* _ACTION ITEM_:
Your answer should consist of all lines in the listing that hold the word "shrub".

* _MATERIAL FOR THIS TASK_:

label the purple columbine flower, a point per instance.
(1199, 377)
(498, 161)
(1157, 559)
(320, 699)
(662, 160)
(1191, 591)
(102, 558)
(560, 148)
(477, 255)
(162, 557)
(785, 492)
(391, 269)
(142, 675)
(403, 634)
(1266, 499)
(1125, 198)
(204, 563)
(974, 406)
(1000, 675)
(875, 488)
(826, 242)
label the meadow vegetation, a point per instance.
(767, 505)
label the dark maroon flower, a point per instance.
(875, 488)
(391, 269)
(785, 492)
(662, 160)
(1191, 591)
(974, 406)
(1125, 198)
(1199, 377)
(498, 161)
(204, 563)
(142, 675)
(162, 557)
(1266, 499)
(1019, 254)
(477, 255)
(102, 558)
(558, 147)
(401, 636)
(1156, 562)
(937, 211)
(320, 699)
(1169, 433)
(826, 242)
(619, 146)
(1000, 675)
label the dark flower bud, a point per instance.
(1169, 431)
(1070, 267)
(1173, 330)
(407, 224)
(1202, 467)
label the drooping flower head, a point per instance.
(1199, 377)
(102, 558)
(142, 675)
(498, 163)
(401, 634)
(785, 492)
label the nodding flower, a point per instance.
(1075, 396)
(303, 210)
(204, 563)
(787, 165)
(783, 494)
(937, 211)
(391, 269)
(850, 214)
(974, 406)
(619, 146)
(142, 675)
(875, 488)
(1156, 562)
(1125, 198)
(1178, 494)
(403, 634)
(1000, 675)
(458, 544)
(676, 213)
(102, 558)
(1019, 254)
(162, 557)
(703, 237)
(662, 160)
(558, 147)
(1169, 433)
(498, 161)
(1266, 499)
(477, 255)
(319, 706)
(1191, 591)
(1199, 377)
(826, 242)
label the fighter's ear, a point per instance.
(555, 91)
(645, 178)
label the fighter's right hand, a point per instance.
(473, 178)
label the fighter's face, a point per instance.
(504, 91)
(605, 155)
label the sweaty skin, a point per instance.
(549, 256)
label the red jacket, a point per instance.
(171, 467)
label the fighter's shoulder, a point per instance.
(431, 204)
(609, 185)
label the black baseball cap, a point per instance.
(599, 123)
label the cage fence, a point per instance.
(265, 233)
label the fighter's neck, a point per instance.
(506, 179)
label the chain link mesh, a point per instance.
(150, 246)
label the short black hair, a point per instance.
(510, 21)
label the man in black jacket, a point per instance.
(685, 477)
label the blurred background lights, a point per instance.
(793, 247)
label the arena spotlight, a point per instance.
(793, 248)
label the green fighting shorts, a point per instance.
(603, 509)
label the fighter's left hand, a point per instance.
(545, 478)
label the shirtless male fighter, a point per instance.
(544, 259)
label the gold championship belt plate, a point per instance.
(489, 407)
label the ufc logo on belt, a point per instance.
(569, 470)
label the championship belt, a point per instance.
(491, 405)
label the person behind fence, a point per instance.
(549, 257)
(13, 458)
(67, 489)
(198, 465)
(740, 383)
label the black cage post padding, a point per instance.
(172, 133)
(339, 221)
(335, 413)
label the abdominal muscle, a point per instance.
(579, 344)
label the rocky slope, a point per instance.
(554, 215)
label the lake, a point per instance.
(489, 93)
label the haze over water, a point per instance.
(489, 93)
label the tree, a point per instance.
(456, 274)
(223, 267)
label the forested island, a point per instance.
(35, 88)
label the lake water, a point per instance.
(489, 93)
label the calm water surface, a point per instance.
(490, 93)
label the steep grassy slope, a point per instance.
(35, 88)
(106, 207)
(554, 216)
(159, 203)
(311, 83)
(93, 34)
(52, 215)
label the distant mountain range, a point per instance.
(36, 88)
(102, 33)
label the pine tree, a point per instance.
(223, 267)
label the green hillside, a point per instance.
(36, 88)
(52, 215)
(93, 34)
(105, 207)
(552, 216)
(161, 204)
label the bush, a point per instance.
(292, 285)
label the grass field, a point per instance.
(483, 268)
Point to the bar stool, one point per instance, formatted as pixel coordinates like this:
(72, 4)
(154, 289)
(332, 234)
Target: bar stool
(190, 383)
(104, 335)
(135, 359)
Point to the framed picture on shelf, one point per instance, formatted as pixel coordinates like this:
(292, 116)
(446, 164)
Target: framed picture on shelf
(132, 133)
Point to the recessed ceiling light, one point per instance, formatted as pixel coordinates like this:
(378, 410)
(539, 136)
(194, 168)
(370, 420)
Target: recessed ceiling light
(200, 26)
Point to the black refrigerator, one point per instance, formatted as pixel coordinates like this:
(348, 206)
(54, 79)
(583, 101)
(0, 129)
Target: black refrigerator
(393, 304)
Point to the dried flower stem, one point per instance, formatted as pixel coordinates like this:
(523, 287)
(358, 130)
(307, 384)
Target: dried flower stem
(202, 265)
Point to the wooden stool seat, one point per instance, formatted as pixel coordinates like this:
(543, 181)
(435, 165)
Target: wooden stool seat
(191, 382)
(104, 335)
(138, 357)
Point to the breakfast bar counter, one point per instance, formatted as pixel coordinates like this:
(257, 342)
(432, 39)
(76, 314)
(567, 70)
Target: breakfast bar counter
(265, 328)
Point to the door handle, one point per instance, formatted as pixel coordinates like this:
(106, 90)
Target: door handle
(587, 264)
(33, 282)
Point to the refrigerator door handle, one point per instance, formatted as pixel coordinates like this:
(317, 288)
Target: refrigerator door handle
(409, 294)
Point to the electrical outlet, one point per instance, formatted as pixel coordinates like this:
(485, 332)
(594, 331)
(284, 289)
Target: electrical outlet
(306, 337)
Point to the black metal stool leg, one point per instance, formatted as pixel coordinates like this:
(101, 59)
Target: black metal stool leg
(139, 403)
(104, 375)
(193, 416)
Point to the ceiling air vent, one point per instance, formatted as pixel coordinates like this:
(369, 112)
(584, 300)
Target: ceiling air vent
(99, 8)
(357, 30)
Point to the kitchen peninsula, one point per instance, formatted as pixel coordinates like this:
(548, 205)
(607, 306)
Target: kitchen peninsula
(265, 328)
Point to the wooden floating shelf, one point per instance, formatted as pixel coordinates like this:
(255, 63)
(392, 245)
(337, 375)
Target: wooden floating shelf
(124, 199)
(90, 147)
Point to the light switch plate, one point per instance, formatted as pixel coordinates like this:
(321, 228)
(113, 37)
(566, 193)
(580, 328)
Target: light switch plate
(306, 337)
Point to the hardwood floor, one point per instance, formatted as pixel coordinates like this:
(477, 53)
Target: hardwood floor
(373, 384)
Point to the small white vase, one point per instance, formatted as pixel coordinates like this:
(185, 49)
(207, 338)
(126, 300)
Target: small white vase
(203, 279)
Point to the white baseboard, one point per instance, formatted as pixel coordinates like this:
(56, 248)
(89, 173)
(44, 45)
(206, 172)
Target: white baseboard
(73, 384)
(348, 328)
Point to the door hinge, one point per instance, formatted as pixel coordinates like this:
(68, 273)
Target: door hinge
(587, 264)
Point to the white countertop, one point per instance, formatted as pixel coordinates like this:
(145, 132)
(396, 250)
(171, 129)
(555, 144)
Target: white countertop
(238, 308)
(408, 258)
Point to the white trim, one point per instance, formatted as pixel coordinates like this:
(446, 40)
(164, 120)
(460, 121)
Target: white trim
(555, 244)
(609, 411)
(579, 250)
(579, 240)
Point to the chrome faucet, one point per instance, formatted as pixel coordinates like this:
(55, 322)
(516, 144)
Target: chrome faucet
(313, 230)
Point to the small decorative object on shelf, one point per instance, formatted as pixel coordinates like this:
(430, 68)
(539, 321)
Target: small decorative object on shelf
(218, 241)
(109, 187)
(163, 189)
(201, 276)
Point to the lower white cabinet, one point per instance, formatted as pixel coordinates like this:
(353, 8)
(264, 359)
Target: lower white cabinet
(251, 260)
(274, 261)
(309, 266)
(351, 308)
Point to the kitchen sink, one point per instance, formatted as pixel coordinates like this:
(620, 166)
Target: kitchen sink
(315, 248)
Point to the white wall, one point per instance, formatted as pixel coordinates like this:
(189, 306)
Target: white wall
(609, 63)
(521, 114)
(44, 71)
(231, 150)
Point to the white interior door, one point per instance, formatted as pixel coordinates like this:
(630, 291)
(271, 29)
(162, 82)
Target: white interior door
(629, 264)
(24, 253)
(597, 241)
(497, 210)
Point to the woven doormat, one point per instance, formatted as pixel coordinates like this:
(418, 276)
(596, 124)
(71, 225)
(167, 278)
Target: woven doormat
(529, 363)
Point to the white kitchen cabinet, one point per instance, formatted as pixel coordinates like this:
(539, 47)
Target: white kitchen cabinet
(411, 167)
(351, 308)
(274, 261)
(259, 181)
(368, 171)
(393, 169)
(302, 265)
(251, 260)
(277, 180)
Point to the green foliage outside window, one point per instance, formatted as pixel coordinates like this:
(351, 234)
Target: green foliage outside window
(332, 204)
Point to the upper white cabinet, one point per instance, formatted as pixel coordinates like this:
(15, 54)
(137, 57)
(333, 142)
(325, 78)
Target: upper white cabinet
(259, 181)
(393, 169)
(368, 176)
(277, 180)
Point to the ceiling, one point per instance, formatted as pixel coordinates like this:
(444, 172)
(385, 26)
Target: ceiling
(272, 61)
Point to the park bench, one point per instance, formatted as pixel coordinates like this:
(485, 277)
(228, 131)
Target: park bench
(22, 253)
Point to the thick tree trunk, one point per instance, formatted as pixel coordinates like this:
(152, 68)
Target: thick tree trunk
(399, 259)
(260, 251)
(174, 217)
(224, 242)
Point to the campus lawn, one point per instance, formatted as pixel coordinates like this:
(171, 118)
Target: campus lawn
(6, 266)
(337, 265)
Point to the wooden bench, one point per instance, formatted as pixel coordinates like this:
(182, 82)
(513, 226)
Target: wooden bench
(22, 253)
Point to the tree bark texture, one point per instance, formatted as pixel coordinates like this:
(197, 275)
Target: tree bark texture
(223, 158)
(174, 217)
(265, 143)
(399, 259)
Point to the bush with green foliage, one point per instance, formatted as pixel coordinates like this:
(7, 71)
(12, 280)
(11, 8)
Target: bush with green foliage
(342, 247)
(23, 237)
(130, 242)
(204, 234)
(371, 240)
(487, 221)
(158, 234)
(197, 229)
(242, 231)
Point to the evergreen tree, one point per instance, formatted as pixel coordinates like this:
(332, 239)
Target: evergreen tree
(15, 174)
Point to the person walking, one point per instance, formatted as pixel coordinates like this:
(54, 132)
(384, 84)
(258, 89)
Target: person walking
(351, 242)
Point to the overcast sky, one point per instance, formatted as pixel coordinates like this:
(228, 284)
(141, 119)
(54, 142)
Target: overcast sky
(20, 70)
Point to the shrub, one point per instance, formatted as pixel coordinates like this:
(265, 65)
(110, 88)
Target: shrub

* _EXERCISE SOLUTION_:
Point to the shrub, one point per instance, formatted as pixel coordinates like this:
Target: shrub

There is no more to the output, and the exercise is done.